→ TEXTE EXTRAIT

◆ ◆ ◆ ◆ ◆

Un foyer de travailleurs émigrés dans une banlieue parisienne. Une porte verte introduit dans un vestibule où se déroule un ballet d’entrées et de sorties, exécuté par les locataires. Devant, une autre porte donne sur une cour déserte. Quelques escaliers plus loin, on pénètre dans un bâtiment quelconque : murs blancs rehaussés de volets couleur chlorophylle.

Au détour d’un dédale d’escaliers souterrains, après avoir suivi un couloir où les odeurs du chep -plat sénégalais à base de riz et de légumes- parviennent déjà aux narines. Le fumet, ainsi que les quelques personnes dans un local qui fait office de salle à manger, annoncent l’imminence de la cuisine. Quelques gouttes d’eau accueillent le visiteur, produits d’une atmosphère surchauffée. Deux femmes, vêtues de pagnes aux couleurs chamarrées surveillent la cuisson dans des casseroles géantes, des sauces mafé, gombo, yassa ou encore des poulets et des frites qui grésillent dans l’huile.

Plantées au-dessus des larges feux de cette cuisinière géante, qui monopolise l’espace exigu de la cuisine, elles veillent à ce que les épaisses mixtures, à base d’arachide (mafè) ou de gombos, surmontées d’une généreuse couche d’huile ne débordent pas. Ca et là, on aperçoit des marmites contenant le riz : blanc virginal, beige ou encore rouge. Il est incontournable.

Ces surdouées des grands fourneaux

Les maîtresses des lieux, sénégalaises ou maliennes, conversent allègrement en bambara ou encore en français, au son des trémolos d’une chanteuse mandingue.  » On commence à préparer vers 8 heures pour qu’à 11 heures les gens puissent manger « , explique une cuisinière, pressée, dont le corsage glisse sur l’épaule gauche. Le prix du repas est inférieur à 20 FF. Il servira à couvrir les frais de fonctionnement de la cuisine. Dans cet univers hautement féminin, un homme débarque, qui traîne derrière lui un genre de caddie au contenu indéterminable. On aperçoit également un commis, en chemise bleue, au fond de la cuisine, penché sur un récipient dont on ne distingue rien.

◆ ◆ ◆ ◆ ◆

→ DONNÉES
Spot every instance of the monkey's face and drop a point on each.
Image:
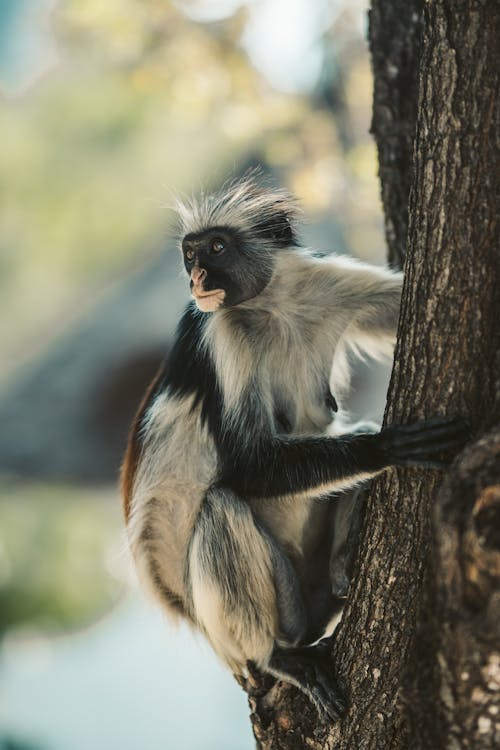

◆ ◆ ◆ ◆ ◆

→ CONSIGNES
**1)** Recopiez le passage de l'extrait sur la cuisine du foyer qui s'ouvre sur les mots contenant « Un foyer de » et se clôt sur « volets couleur chlorophylle. ».
**2)** Dans l'extrait sur la cuisine du foyer, relevez toutes les sauces que les deux femmes surveillent dans les casseroles géantes.

→ CORRIGÉS
**1)**
Un foyer de travailleurs émigrés dans une banlieue parisienne. Une porte verte introduit dans un vestibule où se déroule un ballet d’entrées et de sorties, exécuté par les locataires. Devant, une autre porte donne sur une cour déserte. Quelques escaliers plus loin, on pénètre dans un bâtiment quelconque : murs blancs rehaussés de volets couleur chlorophylle.

**2)** mafé, gombo, yassa